About this exercise: Your answer must be an exact copy of the listing.

Data provided:
'''

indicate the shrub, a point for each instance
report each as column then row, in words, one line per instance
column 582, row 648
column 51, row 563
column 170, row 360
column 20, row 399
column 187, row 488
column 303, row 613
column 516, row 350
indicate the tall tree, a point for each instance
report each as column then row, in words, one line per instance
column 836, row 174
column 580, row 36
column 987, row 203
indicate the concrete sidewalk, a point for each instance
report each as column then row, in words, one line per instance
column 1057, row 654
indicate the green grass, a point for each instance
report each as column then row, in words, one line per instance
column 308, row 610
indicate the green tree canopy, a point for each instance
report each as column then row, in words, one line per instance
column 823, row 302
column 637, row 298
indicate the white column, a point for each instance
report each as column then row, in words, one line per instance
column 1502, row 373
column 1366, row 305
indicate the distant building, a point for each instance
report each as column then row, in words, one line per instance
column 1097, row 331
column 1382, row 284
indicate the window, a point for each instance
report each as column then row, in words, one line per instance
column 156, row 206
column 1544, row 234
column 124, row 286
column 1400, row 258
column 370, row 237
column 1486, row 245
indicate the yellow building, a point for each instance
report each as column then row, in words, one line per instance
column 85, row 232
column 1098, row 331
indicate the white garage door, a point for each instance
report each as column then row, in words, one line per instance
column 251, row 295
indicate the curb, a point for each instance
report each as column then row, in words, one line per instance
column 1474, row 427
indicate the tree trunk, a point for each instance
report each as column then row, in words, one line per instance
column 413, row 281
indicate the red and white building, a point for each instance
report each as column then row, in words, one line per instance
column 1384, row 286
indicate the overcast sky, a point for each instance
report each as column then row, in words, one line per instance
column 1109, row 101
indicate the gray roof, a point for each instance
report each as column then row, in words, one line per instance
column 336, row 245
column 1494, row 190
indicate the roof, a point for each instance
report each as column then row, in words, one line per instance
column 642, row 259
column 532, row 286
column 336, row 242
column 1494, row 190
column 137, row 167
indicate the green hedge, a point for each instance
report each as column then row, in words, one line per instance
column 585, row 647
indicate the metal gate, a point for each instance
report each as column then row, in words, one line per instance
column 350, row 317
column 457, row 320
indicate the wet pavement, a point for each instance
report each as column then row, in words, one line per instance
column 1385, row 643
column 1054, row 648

'''

Expected answer:
indicate the shrub, a point for each instance
report each as column then row, in words, one line per instance
column 582, row 648
column 51, row 563
column 170, row 360
column 20, row 399
column 187, row 488
column 303, row 613
column 516, row 350
indicate the tall tree, a point for each instance
report each as column then row, in words, one line per instance
column 836, row 174
column 580, row 36
column 987, row 203
indicate the concrete sidewalk, a point for each instance
report each as column then row, in words, one line per instance
column 1057, row 654
indicate the green grass, a point for each instance
report each as column then row, in words, one line per instance
column 308, row 610
indicate the green tree canopy, a point for each instance
report each as column then row, in words, one line per instance
column 823, row 302
column 637, row 298
indicate the white column, a point for each instance
report each as column then row, in words, one line per instance
column 1502, row 373
column 1366, row 305
indicate the distant building, a point for each instance
report each as column then row, in words, one line per instance
column 1097, row 331
column 1382, row 284
indicate the window, a point for each instance
report each as column then row, in words, one line per instance
column 156, row 206
column 1544, row 234
column 124, row 286
column 1400, row 258
column 370, row 237
column 1486, row 245
indicate the yellow building, a point for each instance
report each as column then row, in words, one line per instance
column 85, row 232
column 1098, row 331
indicate the white garage door, a point for each instance
report each as column then row, in words, one line per instance
column 251, row 295
indicate the curb, a point for each instance
report each as column then row, in words, one line per instance
column 1474, row 427
indicate the tree trunk, a point for each instance
report each as column then row, in words, one line per instance
column 413, row 281
indicate the red and white building, a point for each instance
report each as column then row, in words, one line per instance
column 1384, row 286
indicate the overcast sky, a point for each instance
report each as column then row, in words, one line per instance
column 1109, row 101
indicate the gray roof, a point for each instance
report each as column then row, in words, one line per instance
column 336, row 245
column 1494, row 190
indicate the roof, a point for each instance
report each as column then row, in words, one line per instance
column 642, row 259
column 532, row 286
column 336, row 242
column 1494, row 190
column 137, row 167
indicate the green hedge, a point for each instance
report each as column then row, in words, one line per instance
column 585, row 647
indicate the metal gate, a point for each instance
report each as column then row, in words, one line per instance
column 350, row 317
column 457, row 320
indicate the wet pavement, a point for each instance
report each as column then row, in words, one line per instance
column 1385, row 643
column 1054, row 648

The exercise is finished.